* AIM OF THE EXERCISE
The entries are to be reproduced word for word, with all images left out.

Point-per-instance localization data:
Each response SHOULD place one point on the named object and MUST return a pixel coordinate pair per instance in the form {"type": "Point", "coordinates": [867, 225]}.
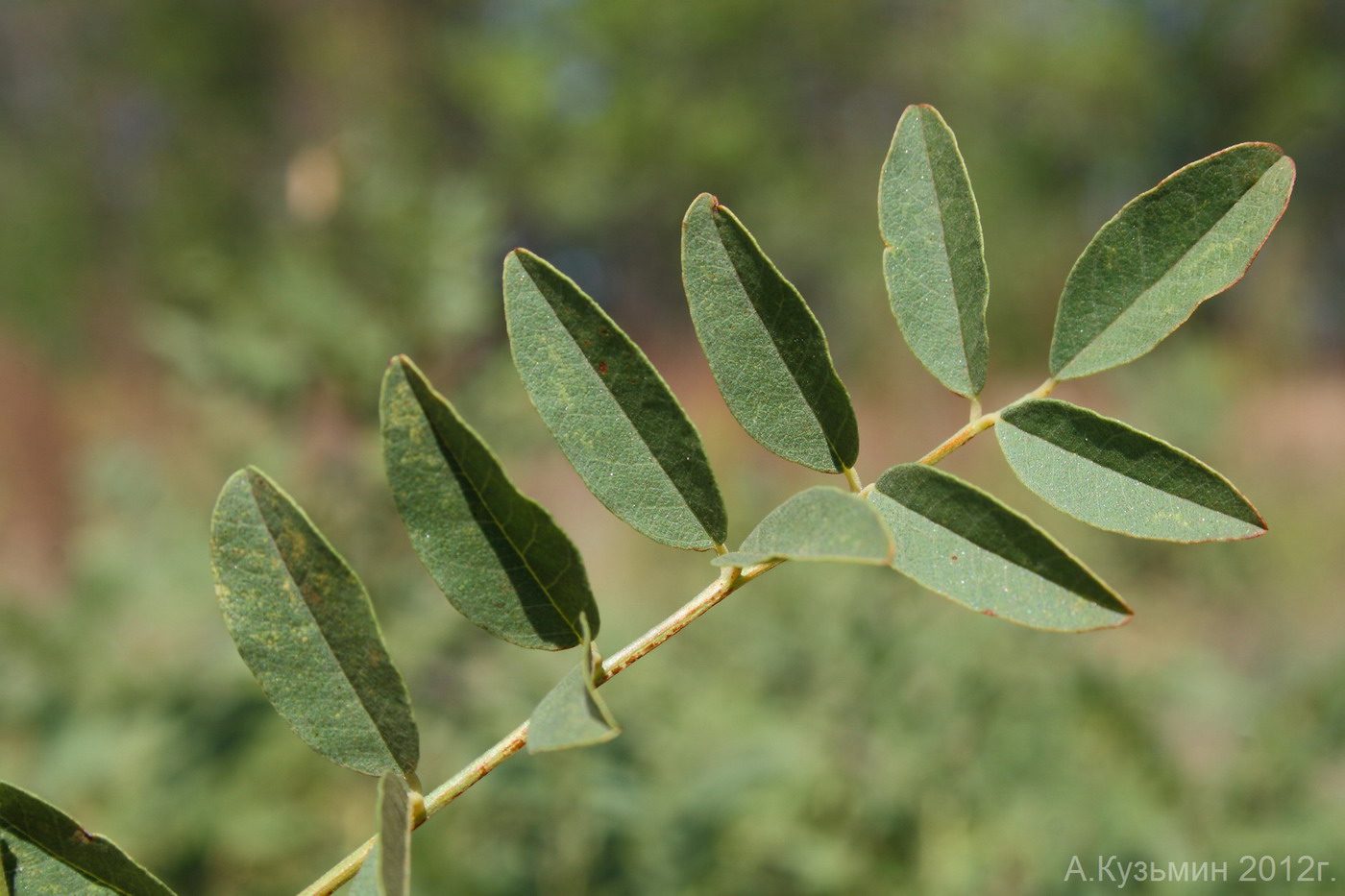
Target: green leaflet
{"type": "Point", "coordinates": [1118, 478]}
{"type": "Point", "coordinates": [572, 714]}
{"type": "Point", "coordinates": [766, 349]}
{"type": "Point", "coordinates": [43, 852]}
{"type": "Point", "coordinates": [498, 556]}
{"type": "Point", "coordinates": [302, 620]}
{"type": "Point", "coordinates": [819, 523]}
{"type": "Point", "coordinates": [609, 409]}
{"type": "Point", "coordinates": [1167, 251]}
{"type": "Point", "coordinates": [934, 262]}
{"type": "Point", "coordinates": [394, 837]}
{"type": "Point", "coordinates": [387, 866]}
{"type": "Point", "coordinates": [964, 544]}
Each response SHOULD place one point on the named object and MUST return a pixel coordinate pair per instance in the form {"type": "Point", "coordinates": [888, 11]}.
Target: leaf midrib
{"type": "Point", "coordinates": [1136, 479]}
{"type": "Point", "coordinates": [614, 395]}
{"type": "Point", "coordinates": [327, 643]}
{"type": "Point", "coordinates": [1167, 272]}
{"type": "Point", "coordinates": [477, 490]}
{"type": "Point", "coordinates": [81, 869]}
{"type": "Point", "coordinates": [944, 254]}
{"type": "Point", "coordinates": [775, 345]}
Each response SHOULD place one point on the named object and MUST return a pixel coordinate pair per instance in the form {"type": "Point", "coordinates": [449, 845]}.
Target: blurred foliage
{"type": "Point", "coordinates": [218, 220]}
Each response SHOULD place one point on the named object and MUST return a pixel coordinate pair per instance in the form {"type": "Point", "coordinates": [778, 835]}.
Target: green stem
{"type": "Point", "coordinates": [853, 479]}
{"type": "Point", "coordinates": [982, 423]}
{"type": "Point", "coordinates": [729, 580]}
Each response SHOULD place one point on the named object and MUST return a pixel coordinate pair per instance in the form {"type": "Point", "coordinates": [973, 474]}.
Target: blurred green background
{"type": "Point", "coordinates": [219, 218]}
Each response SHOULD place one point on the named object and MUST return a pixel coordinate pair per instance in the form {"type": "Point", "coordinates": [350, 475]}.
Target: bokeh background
{"type": "Point", "coordinates": [219, 218]}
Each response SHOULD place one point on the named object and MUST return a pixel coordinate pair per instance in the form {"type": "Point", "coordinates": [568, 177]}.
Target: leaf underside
{"type": "Point", "coordinates": [1118, 478]}
{"type": "Point", "coordinates": [43, 852]}
{"type": "Point", "coordinates": [394, 835]}
{"type": "Point", "coordinates": [498, 556]}
{"type": "Point", "coordinates": [572, 714]}
{"type": "Point", "coordinates": [934, 261]}
{"type": "Point", "coordinates": [766, 349]}
{"type": "Point", "coordinates": [819, 523]}
{"type": "Point", "coordinates": [305, 626]}
{"type": "Point", "coordinates": [1166, 252]}
{"type": "Point", "coordinates": [608, 408]}
{"type": "Point", "coordinates": [962, 543]}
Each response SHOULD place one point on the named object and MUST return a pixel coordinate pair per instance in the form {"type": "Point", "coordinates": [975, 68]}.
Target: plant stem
{"type": "Point", "coordinates": [982, 423]}
{"type": "Point", "coordinates": [729, 580]}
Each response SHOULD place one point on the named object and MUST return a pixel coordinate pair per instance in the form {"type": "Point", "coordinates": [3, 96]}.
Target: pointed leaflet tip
{"type": "Point", "coordinates": [1116, 478]}
{"type": "Point", "coordinates": [934, 258]}
{"type": "Point", "coordinates": [1166, 252]}
{"type": "Point", "coordinates": [305, 626]}
{"type": "Point", "coordinates": [818, 523]}
{"type": "Point", "coordinates": [498, 556]}
{"type": "Point", "coordinates": [608, 408]}
{"type": "Point", "coordinates": [766, 349]}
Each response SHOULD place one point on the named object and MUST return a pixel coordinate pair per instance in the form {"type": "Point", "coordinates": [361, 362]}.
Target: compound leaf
{"type": "Point", "coordinates": [609, 409]}
{"type": "Point", "coordinates": [819, 523]}
{"type": "Point", "coordinates": [964, 544]}
{"type": "Point", "coordinates": [572, 714]}
{"type": "Point", "coordinates": [1118, 478]}
{"type": "Point", "coordinates": [47, 853]}
{"type": "Point", "coordinates": [766, 349]}
{"type": "Point", "coordinates": [934, 262]}
{"type": "Point", "coordinates": [303, 621]}
{"type": "Point", "coordinates": [1167, 251]}
{"type": "Point", "coordinates": [394, 837]}
{"type": "Point", "coordinates": [497, 554]}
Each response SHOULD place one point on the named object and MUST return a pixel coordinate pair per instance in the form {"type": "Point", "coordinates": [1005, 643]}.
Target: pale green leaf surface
{"type": "Point", "coordinates": [572, 714]}
{"type": "Point", "coordinates": [394, 837]}
{"type": "Point", "coordinates": [1118, 478]}
{"type": "Point", "coordinates": [934, 262]}
{"type": "Point", "coordinates": [819, 523]}
{"type": "Point", "coordinates": [497, 554]}
{"type": "Point", "coordinates": [766, 349]}
{"type": "Point", "coordinates": [609, 409]}
{"type": "Point", "coordinates": [47, 853]}
{"type": "Point", "coordinates": [966, 545]}
{"type": "Point", "coordinates": [1167, 251]}
{"type": "Point", "coordinates": [303, 621]}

* ANSWER BELOW
Each response SHOULD place one point on the named object and MUST return a pixel coordinate pair per instance in the form {"type": "Point", "coordinates": [867, 225]}.
Target: green leaflet
{"type": "Point", "coordinates": [1118, 478]}
{"type": "Point", "coordinates": [572, 714]}
{"type": "Point", "coordinates": [766, 349]}
{"type": "Point", "coordinates": [43, 852]}
{"type": "Point", "coordinates": [498, 556]}
{"type": "Point", "coordinates": [302, 620]}
{"type": "Point", "coordinates": [819, 523]}
{"type": "Point", "coordinates": [609, 409]}
{"type": "Point", "coordinates": [1167, 251]}
{"type": "Point", "coordinates": [934, 262]}
{"type": "Point", "coordinates": [394, 837]}
{"type": "Point", "coordinates": [387, 866]}
{"type": "Point", "coordinates": [964, 544]}
Each response SHOULD place one point on the named object and MUST return a pixel coordinate pair per instance in the form {"type": "Point", "coordinates": [888, 11]}.
Target: leaf midrib
{"type": "Point", "coordinates": [1136, 479]}
{"type": "Point", "coordinates": [614, 395]}
{"type": "Point", "coordinates": [327, 643]}
{"type": "Point", "coordinates": [1167, 272]}
{"type": "Point", "coordinates": [477, 490]}
{"type": "Point", "coordinates": [81, 869]}
{"type": "Point", "coordinates": [944, 254]}
{"type": "Point", "coordinates": [775, 345]}
Each response SHOULD place one point on the named object and MUST return a pixel coordinate pair per instance in the form {"type": "Point", "coordinates": [449, 845]}.
Target: blurred foliage
{"type": "Point", "coordinates": [218, 220]}
Each response SHOULD place one point on the named object and MUST return a pixel coordinate pair per instance in the form {"type": "Point", "coordinates": [778, 835]}.
Target: green stem
{"type": "Point", "coordinates": [853, 479]}
{"type": "Point", "coordinates": [982, 423]}
{"type": "Point", "coordinates": [729, 580]}
Each response SHOULD place one point on the named object and MUST return a pixel coordinate pair per instance in the form {"type": "Point", "coordinates": [973, 474]}.
Target: blurred green background
{"type": "Point", "coordinates": [219, 218]}
Each response SHOULD place one point on the named object and MUST return a pixel coordinate pair per instance in the form {"type": "Point", "coordinates": [350, 475]}.
Target: bokeh background
{"type": "Point", "coordinates": [219, 218]}
Each response SHOULD place one point on the named object and MUST return a pixel coordinate pair per instance in the form {"type": "Point", "coordinates": [568, 177]}.
Target: leaf underside
{"type": "Point", "coordinates": [1118, 478]}
{"type": "Point", "coordinates": [43, 852]}
{"type": "Point", "coordinates": [394, 835]}
{"type": "Point", "coordinates": [498, 556]}
{"type": "Point", "coordinates": [572, 714]}
{"type": "Point", "coordinates": [934, 261]}
{"type": "Point", "coordinates": [766, 349]}
{"type": "Point", "coordinates": [819, 523]}
{"type": "Point", "coordinates": [305, 626]}
{"type": "Point", "coordinates": [1166, 252]}
{"type": "Point", "coordinates": [608, 408]}
{"type": "Point", "coordinates": [962, 543]}
Each response SHOULD place one point on the named object and MUST return a pixel coordinate pair per instance in the form {"type": "Point", "coordinates": [975, 68]}.
Target: plant stem
{"type": "Point", "coordinates": [982, 423]}
{"type": "Point", "coordinates": [729, 580]}
Each response SHOULD place one point on the named object and MUST return a pixel coordinate pair per instance in the form {"type": "Point", "coordinates": [3, 96]}.
Target: pointed leaflet tip
{"type": "Point", "coordinates": [1116, 478]}
{"type": "Point", "coordinates": [934, 258]}
{"type": "Point", "coordinates": [1166, 252]}
{"type": "Point", "coordinates": [305, 626]}
{"type": "Point", "coordinates": [818, 523]}
{"type": "Point", "coordinates": [498, 556]}
{"type": "Point", "coordinates": [608, 408]}
{"type": "Point", "coordinates": [766, 349]}
Each response SHOULD place one point on the named object and MUST return a pixel coordinate pair per instance in the form {"type": "Point", "coordinates": [361, 362]}.
Target: compound leaf
{"type": "Point", "coordinates": [609, 409]}
{"type": "Point", "coordinates": [819, 523]}
{"type": "Point", "coordinates": [964, 544]}
{"type": "Point", "coordinates": [572, 714]}
{"type": "Point", "coordinates": [1118, 478]}
{"type": "Point", "coordinates": [47, 853]}
{"type": "Point", "coordinates": [766, 349]}
{"type": "Point", "coordinates": [934, 262]}
{"type": "Point", "coordinates": [303, 621]}
{"type": "Point", "coordinates": [1167, 251]}
{"type": "Point", "coordinates": [394, 837]}
{"type": "Point", "coordinates": [497, 554]}
Each response SHOULD place one point on the named object and MUST return a pixel coordinate pair per instance in the form {"type": "Point", "coordinates": [1005, 643]}.
Target: pale green leaf surface
{"type": "Point", "coordinates": [572, 714]}
{"type": "Point", "coordinates": [394, 837]}
{"type": "Point", "coordinates": [1118, 478]}
{"type": "Point", "coordinates": [934, 262]}
{"type": "Point", "coordinates": [819, 523]}
{"type": "Point", "coordinates": [497, 554]}
{"type": "Point", "coordinates": [766, 349]}
{"type": "Point", "coordinates": [609, 409]}
{"type": "Point", "coordinates": [47, 853]}
{"type": "Point", "coordinates": [966, 545]}
{"type": "Point", "coordinates": [1167, 251]}
{"type": "Point", "coordinates": [303, 621]}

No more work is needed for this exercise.